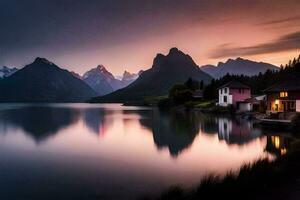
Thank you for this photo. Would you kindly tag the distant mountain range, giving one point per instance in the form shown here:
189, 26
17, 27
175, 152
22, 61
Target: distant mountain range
165, 72
238, 66
104, 82
43, 81
6, 71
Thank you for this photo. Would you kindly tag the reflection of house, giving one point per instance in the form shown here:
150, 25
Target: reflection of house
236, 131
233, 93
284, 97
278, 144
256, 103
198, 94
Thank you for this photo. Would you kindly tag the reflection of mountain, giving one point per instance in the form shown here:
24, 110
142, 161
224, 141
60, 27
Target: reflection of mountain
176, 131
94, 119
209, 124
39, 122
278, 144
237, 131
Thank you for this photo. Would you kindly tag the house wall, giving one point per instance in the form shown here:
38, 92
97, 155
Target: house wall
245, 107
298, 106
240, 94
225, 128
222, 93
272, 97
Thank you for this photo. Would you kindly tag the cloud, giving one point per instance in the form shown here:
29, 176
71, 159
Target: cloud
284, 43
281, 21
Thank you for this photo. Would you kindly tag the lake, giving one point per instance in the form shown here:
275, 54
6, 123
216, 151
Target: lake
107, 151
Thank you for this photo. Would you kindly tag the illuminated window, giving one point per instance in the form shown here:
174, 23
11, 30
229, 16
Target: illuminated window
283, 94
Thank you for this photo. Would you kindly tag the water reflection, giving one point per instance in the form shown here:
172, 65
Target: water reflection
279, 144
141, 148
94, 120
237, 131
38, 122
174, 130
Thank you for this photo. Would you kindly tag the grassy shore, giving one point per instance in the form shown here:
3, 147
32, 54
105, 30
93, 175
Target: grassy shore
278, 179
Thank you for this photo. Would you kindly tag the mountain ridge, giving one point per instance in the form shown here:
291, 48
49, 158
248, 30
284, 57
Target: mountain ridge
43, 81
165, 72
238, 66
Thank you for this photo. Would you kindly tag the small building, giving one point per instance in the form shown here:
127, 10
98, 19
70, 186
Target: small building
233, 93
198, 94
284, 97
255, 103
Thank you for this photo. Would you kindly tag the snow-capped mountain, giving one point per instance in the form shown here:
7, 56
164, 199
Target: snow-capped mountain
6, 71
129, 77
104, 82
238, 66
100, 80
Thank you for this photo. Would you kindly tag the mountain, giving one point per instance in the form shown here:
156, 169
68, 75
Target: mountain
165, 72
6, 72
100, 80
43, 81
128, 78
238, 67
104, 82
76, 75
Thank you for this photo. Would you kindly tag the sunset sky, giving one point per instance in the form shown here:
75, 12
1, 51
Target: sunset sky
127, 34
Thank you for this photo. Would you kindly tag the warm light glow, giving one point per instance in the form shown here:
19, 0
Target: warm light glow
283, 151
276, 141
283, 94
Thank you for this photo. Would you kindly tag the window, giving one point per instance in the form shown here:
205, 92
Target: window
283, 94
225, 126
292, 105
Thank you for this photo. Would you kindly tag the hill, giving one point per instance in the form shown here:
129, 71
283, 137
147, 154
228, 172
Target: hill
43, 81
164, 73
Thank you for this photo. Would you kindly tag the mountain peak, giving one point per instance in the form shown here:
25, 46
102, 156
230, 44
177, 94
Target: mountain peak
174, 50
238, 66
42, 60
127, 76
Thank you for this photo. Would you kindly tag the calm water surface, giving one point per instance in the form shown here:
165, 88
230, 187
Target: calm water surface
82, 151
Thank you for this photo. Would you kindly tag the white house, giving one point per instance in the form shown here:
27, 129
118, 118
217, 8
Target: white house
233, 93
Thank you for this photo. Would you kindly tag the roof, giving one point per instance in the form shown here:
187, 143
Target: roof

Task statement :: Starting at the line that contains "Thank you for this photo. Would you kindly tag the sunset" and continuing through the last line of the listing, write out every line again with the requests and their sample points left unchanged. Multiply each point coordinate in the answers by 2.35 and round it to a whole number, with halves rounding up.

Finished task ::
Thank you for this photo. Would you kindly tag the sunset sky, giving one point per instance in the form shown here:
75, 12
1, 51
Target: sunset sky
298, 80
Thank you for this photo. Would you kindly tag the warm light glow, giving one point per instance in the form shown here:
19, 0
Target: warm light glow
665, 355
649, 331
665, 221
Thank you for this photo. Would you kindly tag the window, giving one point per instance in the form shown here:
205, 92
Target: window
665, 221
529, 296
686, 247
Thank you for this photo. Would you kindly tag the hill, giving one point per instance in the form shown here:
129, 71
283, 137
147, 154
228, 172
Target: hill
101, 190
385, 172
Thank you for this photo. Would you kindly tag the mountain peak, giving one point per instance in the form shown here:
25, 46
102, 156
230, 44
177, 94
Target: mountain peak
409, 118
559, 155
99, 141
298, 179
Thank you for this photo. Would you kindly tag the calm water surface, giving one point per instance in the form shown here:
165, 88
230, 187
Target: calm water surface
193, 355
Thank you for this photo. Would you kindly tag the white house, giving one point per instance in the form shown here:
27, 129
118, 118
217, 8
Target: white house
548, 219
Thank you for this photo. Would you kindly tag the roof, giving one point per instance in the form shown here:
187, 143
Target: roof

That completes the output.